— Что нужно сделать —
[1] Перечислите все даты, которыми озаглавлены записи в отрывке о похоронах императрицы.
[2] Выпишите из отрывка о похоронах императрицы фрагмент от слов «Во время обедни» до слов «с истерзанным лицом.» включительно.

Через минуту воздух огласился выстрелом с Петропавловской крепости. Вода в Неве сильно поднялась от свежего западного ветра, разводные части Троицкого моста, по которому проходило погребальное шествие, встали горбом; было трудно опускать огромную колесницу по крутому скату. Все обошлось благополучно.

Петропавловский собор приветствовал заунывным колокольным звоном приближающееся печальное шествие. Я нахожу что-то трогательное в мысли, что мы все найдем тихое, постоянное пристанище в этой церкви.

Царь и мы все снесли гроб в собор и поставили его на огромном катафалке, обтянутом красным сукном с золотом. С потолка Собора висел высокий серебряный подбитый горностаем покров в виде купола, прихваченный у средних четырех столбов.

Мне нравится величественная, торжественная, даже несколько праздничная обстановка, окружающая грустные человеческие останки. Как хорошо действует на душу песнь «Христос воскресе из мертвых» на погребальных службах между Пасхой и Вознесением.

За вечерней панихидой мне почему-то стало очень грустно, и я прослезился, подходя к телу бедной Императрицы. Она очень изменилась лицом; оно совершенно закрыто тюлем, его почти не видно».


27 мая.

«Сегодня приехал Сандро Болгарский... Утром и вечером были на панихидах в крепости. Приехали Вальдемар Датский и Герман Саксен-Веймарский...»


28 мая.

«Сегодня хоронили Императрицу Марию Александровну.

В этот же самый день, пятнадцать лет тому назад, хоронили Цесаревича Николая Александровича (старшего сына Александра II. – Э. М., Э. Г.).

Я приехал в крепость к началу обедни. Служил митрополит Исидор. Завтра Вознесение, сегодня последняя пасхальная служба, в последний раз пели «Христос воскресе». Бедный Сергей был бледнее своего белого кирасирского мундира, у меня сердце болит, глядя на него.

Во время обедни Государь находился не внутри церкви, а в комнате у входа. Он вошел в собор под конец литургии.

Из огромного дежурства многим делалось дурно от долгого стояния. Фрейлине Тютчевой пришлось оставить свое место у гроба, одному офицеру сделалось дурно, нескольких человек Николаевского Кавалерийского училища увели.

Началось отпевание. Ужасные минуты, чувствуешь, что вот-вот настанет конец и ничего больше не останется на этой земле от жизни хорошего человека.

Наступили минуты прощания. Дети окружили гроб, с тоской в последний раз вглядываясь в любимые черты. Уже близко держат крышку гроба, снимают покров, цветы. Такое невыразимое мучение. Многие из нас положили образки и крестики в гроб. Вот его закрыли, понесли к могиле, опускают. Раздалась пушечная и ружейная пальба. Посыпался песок в могилу, цветы и последние слезы. У Сергея их не было, он стоял бледный, с истерзанным лицом.

И всё кончено».


30 мая.

«... Потом были у Сергея. Оля очень грустна. Она плакала, видя печальное настроение Сергея. Он читал нам письмо покойной Тети (Императрицы. – Э. М., Э. Г.), где она дает советы Сергею и Павлу и просит их за себя молиться, особенно после своей смерти, и во время свершения таинства на литургии. Вот отчего Сергей молился на коленях, когда пели «Тебе поем»...»

[Описания областей на естественном языке]

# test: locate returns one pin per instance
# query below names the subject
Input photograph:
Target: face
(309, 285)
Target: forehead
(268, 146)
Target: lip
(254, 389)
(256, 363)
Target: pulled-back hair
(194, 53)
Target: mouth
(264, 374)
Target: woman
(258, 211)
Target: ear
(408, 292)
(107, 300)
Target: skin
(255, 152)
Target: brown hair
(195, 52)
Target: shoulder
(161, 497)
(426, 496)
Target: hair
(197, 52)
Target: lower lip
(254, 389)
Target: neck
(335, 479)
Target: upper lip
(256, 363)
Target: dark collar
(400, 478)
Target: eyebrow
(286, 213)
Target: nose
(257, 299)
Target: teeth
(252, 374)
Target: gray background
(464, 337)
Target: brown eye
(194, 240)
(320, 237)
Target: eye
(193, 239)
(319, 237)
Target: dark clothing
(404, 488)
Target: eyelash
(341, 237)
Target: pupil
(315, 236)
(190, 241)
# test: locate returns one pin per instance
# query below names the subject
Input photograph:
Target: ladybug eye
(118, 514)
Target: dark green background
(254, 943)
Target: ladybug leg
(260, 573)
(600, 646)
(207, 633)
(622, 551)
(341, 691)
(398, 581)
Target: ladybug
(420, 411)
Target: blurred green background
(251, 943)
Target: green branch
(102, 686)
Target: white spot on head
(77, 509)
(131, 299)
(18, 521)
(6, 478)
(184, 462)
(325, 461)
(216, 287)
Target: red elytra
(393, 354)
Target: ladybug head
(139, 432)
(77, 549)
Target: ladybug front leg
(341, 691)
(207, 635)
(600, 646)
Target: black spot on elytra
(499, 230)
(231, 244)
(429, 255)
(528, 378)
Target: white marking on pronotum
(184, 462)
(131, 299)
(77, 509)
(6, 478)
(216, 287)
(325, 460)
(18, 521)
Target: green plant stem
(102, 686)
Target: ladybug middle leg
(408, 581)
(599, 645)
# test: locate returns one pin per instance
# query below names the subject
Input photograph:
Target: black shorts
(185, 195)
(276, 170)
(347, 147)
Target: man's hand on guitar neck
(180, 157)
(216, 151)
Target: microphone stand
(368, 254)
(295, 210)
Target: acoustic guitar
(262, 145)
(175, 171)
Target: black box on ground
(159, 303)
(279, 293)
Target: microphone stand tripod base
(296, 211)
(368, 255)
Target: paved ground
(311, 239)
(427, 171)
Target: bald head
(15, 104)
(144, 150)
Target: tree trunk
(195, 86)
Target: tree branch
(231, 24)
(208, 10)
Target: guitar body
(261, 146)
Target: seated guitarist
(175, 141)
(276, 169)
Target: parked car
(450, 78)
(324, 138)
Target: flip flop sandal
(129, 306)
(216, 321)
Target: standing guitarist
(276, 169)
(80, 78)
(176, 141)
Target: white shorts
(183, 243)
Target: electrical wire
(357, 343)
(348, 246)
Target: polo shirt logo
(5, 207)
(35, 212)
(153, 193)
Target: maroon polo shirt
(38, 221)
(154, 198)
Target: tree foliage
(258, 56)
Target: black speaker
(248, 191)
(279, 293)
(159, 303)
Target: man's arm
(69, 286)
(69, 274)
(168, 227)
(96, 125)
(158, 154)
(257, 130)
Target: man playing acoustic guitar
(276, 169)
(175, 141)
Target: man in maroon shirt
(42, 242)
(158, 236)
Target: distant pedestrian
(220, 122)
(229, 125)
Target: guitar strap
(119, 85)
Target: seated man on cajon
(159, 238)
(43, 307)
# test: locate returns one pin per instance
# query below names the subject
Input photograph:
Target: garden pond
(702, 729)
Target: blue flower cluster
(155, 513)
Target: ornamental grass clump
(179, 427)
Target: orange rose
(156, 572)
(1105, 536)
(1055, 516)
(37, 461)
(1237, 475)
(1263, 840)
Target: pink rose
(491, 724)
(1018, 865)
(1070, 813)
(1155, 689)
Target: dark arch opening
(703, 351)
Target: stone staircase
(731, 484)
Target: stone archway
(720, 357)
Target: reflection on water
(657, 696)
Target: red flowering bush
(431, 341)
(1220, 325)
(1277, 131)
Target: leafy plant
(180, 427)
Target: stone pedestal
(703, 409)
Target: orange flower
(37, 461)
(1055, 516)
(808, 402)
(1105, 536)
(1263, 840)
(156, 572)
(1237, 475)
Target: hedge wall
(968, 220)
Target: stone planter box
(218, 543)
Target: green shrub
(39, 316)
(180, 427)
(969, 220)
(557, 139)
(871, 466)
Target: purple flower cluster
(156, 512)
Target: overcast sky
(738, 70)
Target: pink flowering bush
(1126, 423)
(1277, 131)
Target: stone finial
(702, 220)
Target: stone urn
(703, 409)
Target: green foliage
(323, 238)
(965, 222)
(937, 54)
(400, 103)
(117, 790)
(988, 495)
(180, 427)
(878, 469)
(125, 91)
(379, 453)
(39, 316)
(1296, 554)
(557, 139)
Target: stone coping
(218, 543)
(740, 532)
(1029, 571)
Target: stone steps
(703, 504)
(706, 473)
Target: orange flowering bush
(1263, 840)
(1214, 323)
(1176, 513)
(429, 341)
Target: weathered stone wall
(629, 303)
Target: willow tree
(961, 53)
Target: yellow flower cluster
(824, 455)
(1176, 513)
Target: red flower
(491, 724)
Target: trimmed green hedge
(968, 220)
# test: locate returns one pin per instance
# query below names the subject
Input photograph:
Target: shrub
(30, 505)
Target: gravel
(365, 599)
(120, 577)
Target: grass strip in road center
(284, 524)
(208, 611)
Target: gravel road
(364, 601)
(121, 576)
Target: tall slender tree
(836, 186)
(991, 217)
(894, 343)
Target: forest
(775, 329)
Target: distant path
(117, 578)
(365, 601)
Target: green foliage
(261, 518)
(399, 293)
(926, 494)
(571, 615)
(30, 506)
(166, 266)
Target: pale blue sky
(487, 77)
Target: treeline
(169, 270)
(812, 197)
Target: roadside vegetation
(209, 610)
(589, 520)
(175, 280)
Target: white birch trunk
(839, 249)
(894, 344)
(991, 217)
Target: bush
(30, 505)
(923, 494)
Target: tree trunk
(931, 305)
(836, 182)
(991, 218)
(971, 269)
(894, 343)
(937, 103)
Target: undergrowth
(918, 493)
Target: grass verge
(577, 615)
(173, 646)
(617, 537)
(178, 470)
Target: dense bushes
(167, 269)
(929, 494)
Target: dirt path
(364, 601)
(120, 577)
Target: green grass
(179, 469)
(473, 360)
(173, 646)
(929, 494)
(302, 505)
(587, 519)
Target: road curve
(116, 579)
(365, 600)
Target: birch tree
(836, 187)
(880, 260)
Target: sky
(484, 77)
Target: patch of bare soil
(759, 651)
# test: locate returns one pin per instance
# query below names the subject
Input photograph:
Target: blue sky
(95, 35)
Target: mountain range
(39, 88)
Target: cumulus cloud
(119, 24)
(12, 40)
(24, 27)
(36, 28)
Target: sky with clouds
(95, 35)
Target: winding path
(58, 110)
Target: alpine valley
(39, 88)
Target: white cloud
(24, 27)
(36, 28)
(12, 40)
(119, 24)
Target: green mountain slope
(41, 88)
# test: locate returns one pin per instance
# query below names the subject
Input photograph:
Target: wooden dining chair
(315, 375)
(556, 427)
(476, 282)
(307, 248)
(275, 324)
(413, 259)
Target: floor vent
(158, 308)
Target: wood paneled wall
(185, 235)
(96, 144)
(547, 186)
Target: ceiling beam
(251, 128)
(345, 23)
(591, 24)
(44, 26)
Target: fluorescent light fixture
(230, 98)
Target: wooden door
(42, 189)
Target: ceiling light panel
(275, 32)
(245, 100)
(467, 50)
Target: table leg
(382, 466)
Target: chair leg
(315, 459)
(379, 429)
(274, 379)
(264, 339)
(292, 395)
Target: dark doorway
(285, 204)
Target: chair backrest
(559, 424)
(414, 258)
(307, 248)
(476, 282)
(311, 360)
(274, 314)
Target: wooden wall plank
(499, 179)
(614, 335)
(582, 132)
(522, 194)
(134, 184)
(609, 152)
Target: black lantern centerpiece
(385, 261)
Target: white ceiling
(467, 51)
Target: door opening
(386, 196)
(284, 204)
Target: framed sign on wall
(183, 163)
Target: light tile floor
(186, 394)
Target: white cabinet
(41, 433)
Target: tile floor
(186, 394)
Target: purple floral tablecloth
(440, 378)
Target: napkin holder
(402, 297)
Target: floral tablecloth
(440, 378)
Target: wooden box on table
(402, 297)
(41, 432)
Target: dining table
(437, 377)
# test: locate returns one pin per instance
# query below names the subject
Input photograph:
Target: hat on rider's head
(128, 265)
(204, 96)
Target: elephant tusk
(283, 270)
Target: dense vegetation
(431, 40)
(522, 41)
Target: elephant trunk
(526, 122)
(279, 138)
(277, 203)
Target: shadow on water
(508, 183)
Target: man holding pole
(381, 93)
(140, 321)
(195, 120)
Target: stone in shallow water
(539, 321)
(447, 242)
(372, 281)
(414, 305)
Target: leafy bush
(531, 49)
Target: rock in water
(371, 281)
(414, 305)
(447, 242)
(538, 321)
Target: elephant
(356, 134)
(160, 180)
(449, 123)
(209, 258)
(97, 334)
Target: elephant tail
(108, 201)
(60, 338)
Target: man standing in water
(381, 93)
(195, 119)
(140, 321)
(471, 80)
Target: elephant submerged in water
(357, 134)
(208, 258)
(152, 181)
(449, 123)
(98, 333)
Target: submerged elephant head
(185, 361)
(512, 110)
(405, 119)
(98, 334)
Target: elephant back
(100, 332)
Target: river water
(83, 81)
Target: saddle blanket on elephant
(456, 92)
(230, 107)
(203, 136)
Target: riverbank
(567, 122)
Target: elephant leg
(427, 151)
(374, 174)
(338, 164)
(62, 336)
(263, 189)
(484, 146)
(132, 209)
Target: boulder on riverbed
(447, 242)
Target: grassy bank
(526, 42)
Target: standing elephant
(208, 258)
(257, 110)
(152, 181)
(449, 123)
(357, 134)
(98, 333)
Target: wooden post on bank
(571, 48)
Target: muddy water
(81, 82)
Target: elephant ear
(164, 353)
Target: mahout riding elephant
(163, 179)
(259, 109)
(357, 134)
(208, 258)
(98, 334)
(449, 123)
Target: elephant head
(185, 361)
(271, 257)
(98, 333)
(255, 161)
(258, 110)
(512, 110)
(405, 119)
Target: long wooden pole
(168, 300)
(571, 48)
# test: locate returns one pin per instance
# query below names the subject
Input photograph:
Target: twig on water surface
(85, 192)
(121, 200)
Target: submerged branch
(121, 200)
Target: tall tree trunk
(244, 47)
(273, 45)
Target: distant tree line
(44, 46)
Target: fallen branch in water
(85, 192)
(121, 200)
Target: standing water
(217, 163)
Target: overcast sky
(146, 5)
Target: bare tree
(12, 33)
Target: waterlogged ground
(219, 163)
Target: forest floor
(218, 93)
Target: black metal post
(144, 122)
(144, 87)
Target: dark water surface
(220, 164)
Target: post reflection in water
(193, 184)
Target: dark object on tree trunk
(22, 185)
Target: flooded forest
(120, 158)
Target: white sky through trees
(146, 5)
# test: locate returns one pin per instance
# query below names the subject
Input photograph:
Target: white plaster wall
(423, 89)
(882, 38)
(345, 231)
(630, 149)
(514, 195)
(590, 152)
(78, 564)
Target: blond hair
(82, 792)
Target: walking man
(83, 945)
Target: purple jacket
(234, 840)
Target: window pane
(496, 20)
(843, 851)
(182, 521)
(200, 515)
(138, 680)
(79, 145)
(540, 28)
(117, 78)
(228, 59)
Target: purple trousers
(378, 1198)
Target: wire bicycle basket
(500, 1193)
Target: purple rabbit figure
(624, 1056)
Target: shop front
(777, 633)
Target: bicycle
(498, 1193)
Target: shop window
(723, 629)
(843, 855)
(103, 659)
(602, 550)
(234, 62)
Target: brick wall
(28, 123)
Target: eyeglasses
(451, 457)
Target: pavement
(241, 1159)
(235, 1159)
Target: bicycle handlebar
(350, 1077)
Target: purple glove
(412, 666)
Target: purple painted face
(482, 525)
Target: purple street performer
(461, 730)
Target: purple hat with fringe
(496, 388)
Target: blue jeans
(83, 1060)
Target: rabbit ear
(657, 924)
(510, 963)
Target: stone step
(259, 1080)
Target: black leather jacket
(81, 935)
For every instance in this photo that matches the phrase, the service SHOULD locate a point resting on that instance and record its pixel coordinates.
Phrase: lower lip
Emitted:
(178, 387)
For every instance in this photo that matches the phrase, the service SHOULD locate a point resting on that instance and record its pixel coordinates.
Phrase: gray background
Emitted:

— Ответы к заданиям —
[1] 27 мая; 28 мая; 30 мая.

[2]
Во время обедни Государь находился не внутри церкви, а в комнате у входа. Он вошел в собор под конец литургии.

Из огромного дежурства многим делалось дурно от долгого стояния. Фрейлине Тютчевой пришлось оставить свое место у гроба, одному офицеру сделалось дурно, нескольких человек Николаевского Кавалерийского училища увели.

Началось отпевание. Ужасные минуты, чувствуешь, что вот-вот настанет конец и ничего больше не останется на этой земле от жизни хорошего человека.

Наступили минуты прощания. Дети окружили гроб, с тоской в последний раз вглядываясь в любимые черты. Уже близко держат крышку гроба, снимают покров, цветы. Такое невыразимое мучение. Многие из нас положили образки и крестики в гроб. Вот его закрыли, понесли к могиле, опускают. Раздалась пушечная и ружейная пальба. Посыпался песок в могилу, цветы и последние слезы. У Сергея их не было, он стоял бледный, с истерзанным лицом.